--- Begin Extracted material ---

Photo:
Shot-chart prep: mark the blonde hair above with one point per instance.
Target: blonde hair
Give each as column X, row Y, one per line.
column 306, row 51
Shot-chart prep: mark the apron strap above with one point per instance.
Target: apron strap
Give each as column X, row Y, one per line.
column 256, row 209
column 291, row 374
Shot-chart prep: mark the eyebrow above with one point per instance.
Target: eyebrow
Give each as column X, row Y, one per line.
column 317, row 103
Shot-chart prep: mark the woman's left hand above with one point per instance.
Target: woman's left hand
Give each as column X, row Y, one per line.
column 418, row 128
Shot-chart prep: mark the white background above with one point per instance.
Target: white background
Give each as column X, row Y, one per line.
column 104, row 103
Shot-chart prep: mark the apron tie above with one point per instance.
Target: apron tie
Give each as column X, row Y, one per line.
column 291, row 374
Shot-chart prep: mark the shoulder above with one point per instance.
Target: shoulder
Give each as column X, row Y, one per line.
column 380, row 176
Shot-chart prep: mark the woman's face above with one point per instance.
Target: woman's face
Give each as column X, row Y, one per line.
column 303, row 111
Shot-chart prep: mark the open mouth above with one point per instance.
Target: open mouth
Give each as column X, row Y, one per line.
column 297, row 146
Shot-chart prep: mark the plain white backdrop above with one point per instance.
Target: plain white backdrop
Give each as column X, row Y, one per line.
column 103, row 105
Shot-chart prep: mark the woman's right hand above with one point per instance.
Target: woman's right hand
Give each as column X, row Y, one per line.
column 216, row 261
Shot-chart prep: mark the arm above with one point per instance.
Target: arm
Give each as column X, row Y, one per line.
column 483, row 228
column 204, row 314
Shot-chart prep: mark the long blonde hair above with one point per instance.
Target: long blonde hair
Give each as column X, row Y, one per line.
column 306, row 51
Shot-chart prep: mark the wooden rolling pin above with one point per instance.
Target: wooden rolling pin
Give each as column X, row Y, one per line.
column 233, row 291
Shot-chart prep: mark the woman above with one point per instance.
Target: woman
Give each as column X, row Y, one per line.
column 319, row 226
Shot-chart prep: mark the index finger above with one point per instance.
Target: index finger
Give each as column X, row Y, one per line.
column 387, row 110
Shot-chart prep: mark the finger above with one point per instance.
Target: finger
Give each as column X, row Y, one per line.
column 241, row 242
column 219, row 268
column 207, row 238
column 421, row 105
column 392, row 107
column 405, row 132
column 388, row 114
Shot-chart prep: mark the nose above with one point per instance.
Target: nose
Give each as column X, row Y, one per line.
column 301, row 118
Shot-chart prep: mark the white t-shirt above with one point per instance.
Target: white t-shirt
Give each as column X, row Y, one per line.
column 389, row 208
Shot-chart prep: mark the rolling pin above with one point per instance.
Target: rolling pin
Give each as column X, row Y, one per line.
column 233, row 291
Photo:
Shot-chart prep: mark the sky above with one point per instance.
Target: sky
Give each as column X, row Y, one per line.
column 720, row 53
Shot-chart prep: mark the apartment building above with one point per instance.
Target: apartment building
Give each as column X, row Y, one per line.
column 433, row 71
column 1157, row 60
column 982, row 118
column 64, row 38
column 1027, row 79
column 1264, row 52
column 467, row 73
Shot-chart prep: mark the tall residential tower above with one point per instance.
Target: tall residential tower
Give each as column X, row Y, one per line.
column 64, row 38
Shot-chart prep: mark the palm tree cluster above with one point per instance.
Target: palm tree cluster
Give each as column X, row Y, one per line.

--- End Extracted material ---

Instruction: Please rewrite all the records above as a numbered list, one line per item, leaving out blank lines.

Response for this exercise:
1. Photo:
2. Shot-chart prep: mark the blonde hair above with one point per instance.
3. Target: blonde hair
4. Give each as column X, row Y, one per line.
5. column 306, row 51
6. Shot-chart prep: mark the apron strap above with one point per instance.
7. Target: apron strap
8. Give each as column X, row Y, one per line.
9. column 256, row 209
10. column 291, row 374
11. Shot-chart prep: mark the eyebrow above with one point per instance.
12. Target: eyebrow
13. Give each as column X, row Y, one per line.
14. column 317, row 103
15. Shot-chart prep: mark the woman's left hand above with one point per instance.
16. Target: woman's left hand
17. Give each as column X, row Y, one per line.
18. column 418, row 128
19. Shot-chart prep: mark the white background above with one point per instance.
20. Target: white background
21. Give each as column X, row Y, one per line.
22. column 104, row 103
23. Shot-chart prep: mark the apron tie above with one point per instance.
24. Target: apron tie
25. Give each as column X, row Y, one per line.
26. column 291, row 374
27. Shot-chart prep: mark the shoulder above with one point per instance.
28. Target: shoulder
29. Give each as column X, row Y, one per line.
30. column 380, row 176
31. Shot-chart prep: mark the woman's face above with one point per instance.
32. Target: woman's face
33. Give each as column X, row Y, one per line.
34. column 303, row 111
35. Shot-chart prep: mark the open mouth above with one point per instance.
36. Target: open mouth
37. Give each as column X, row Y, one per line.
38. column 297, row 146
39. Shot-chart prep: mark the plain white backdrop above with one point per instance.
40. Target: plain white backdrop
41. Give each as column X, row Y, one per line.
42. column 103, row 105
43. Shot-chart prep: mark the woman's right hand above with one point per instance.
44. Target: woman's right hand
45. Give each as column X, row Y, one per line.
46. column 216, row 261
47. Shot-chart prep: mark the arm above with one point per instance.
48. Target: arm
49. Give each as column X, row Y, one per line.
50. column 483, row 228
51. column 204, row 314
52. Shot-chart prep: mark the long blonde hair above with one point per instance.
53. Target: long blonde hair
54. Give each as column X, row Y, one per line.
55. column 306, row 51
56. Shot-chart prep: mark the wooden rolling pin above with one point per instance.
57. Target: wooden rolling pin
58. Give each as column X, row Y, one per line.
59. column 233, row 291
60. Shot-chart prep: mark the woman above with one point per instance.
61. Target: woman
62. Give each as column X, row Y, one per line.
63. column 319, row 226
64. Shot-chart prep: mark the index finger above with one point per instance.
65. Target: index finger
66. Give each as column X, row Y, one per line.
67. column 387, row 110
68. Shot-chart prep: mark the finger above with one point per instance.
69. Target: finger
70. Give each as column X, row Y, one per line.
71. column 241, row 242
72. column 219, row 268
73. column 207, row 238
74. column 421, row 105
75. column 392, row 107
76. column 405, row 132
77. column 388, row 114
78. Shot-chart prep: mark the nose above with one point per instance.
79. Target: nose
80. Give each as column X, row Y, one per line.
81. column 301, row 118
82. Shot-chart prep: mark the white t-shirt above with one point per instance.
83. Target: white t-shirt
84. Give each as column X, row Y, one per line.
85. column 389, row 208
86. Shot-chart prep: mark the rolling pin above with one point per instance.
87. Target: rolling pin
88. Give each as column X, row Y, one per line.
89. column 233, row 291
90. Photo:
91. Shot-chart prep: mark the sky above with one point per instance.
92. Target: sky
93. Give each as column X, row Y, one per line.
94. column 720, row 53
95. Shot-chart prep: mark the apartment building above with one point per instance.
96. Target: apartment building
97. Give each as column X, row Y, one per line.
98. column 433, row 71
99. column 1157, row 60
100. column 982, row 118
101. column 64, row 38
102. column 1027, row 79
103. column 1264, row 52
104. column 467, row 73
105. Shot-chart prep: mark the tall residential tower above with one point per instance.
106. Target: tall residential tower
107. Give each as column X, row Y, one per line.
108. column 64, row 38
109. Shot-chart prep: mark the palm tree cluster above with one point per instance.
110. Target: palm tree cluster
111. Give each as column X, row Y, one per line.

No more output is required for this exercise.